> **Short problem 1**
According to the passage on how Chinese characters were simplified in each country, why do Koreans use the most conservative version of 漢字?

## BEGIN Document extract

The Japanese version of 漢字 has undergone several rounds of simplification the same as with the script used in mainland China. But the Japanese did not take the process to the same extremes as mainland China. The Koreans never considered work on 漢字 and instead focused on standardizing 한글. Thus, the Koreans (ironically) use the most conservative version of 漢字; they have both the complexity of the traditional forms and the extreme simplicity of 한글!
You can see the difference between the locales here (Korean, Japanese, Chinese):
- 廣広广 (all different)
- 圓円圆 (all different)
- 關関关 (all different)
- 鐵鉄铁 (all different)
- 國国国 (Mainland Chinese = Japanese)
- 學学学 (Mainland Chinese = Japanese)
- 話話语 (Korean = Japanese)
- 罐缶罐 (Korean = Mainland Chinese)
The rule of thumb is that mainland Chinese is simplified to a greater degree than Japanese, but in some cases they are just different.

## END Document extract

> **Short problem 2**
Arrange the rows as a numbered list, beginning with the first line of the rows and ending with the line that contains "308), (565, 330)]", with both ends included and blank lines omitted.

## BEGIN Data shown

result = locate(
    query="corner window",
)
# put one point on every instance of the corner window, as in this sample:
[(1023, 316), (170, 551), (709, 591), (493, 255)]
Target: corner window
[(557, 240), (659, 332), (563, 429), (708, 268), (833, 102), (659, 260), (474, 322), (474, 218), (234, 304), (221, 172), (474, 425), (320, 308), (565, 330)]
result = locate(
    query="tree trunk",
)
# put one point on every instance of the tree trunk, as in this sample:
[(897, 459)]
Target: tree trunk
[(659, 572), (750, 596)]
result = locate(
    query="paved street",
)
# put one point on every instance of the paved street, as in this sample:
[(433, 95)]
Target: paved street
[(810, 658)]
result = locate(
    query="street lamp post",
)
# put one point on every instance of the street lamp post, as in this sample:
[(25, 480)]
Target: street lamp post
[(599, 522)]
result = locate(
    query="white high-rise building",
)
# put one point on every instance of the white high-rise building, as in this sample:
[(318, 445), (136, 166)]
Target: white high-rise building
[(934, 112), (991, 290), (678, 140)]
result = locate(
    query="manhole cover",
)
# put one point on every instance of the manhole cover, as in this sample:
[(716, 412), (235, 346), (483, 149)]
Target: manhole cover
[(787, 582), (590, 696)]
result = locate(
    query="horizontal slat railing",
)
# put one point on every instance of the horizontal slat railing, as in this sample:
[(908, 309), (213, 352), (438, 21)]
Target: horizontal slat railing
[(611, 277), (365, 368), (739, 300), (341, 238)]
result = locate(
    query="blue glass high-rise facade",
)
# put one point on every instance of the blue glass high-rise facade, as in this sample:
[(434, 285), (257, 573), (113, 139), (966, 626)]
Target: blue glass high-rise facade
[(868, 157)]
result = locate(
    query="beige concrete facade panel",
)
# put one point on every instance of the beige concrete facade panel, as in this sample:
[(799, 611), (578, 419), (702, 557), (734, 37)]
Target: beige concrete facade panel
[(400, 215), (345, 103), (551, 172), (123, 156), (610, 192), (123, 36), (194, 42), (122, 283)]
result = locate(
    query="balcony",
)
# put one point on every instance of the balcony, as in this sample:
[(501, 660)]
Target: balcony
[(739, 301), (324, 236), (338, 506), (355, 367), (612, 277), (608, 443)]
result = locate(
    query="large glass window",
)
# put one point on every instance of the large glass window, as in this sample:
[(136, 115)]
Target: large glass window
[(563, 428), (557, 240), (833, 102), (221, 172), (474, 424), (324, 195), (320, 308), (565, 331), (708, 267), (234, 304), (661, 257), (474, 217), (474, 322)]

## END Data shown

> **Task answer 1**
Koreans never considered work on 漢字. They focused instead on standardizing 한글, so their 漢字 kept the complex traditional forms while Japan and mainland China simplified theirs.

> **Task answer 2**
1. result = locate(
2.     query="corner window",
3. )
4. # put one point on every instance of the corner window, as in this sample:
5. [(1023, 316), (170, 551), (709, 591), (493, 255)]
6. Target: corner window
7. [(557, 240), (659, 332), (563, 429), (708, 268), (833, 102), (659, 260), (474, 322), (474, 218), (234, 304), (221, 172), (474, 425), (320, 308), (565, 330)]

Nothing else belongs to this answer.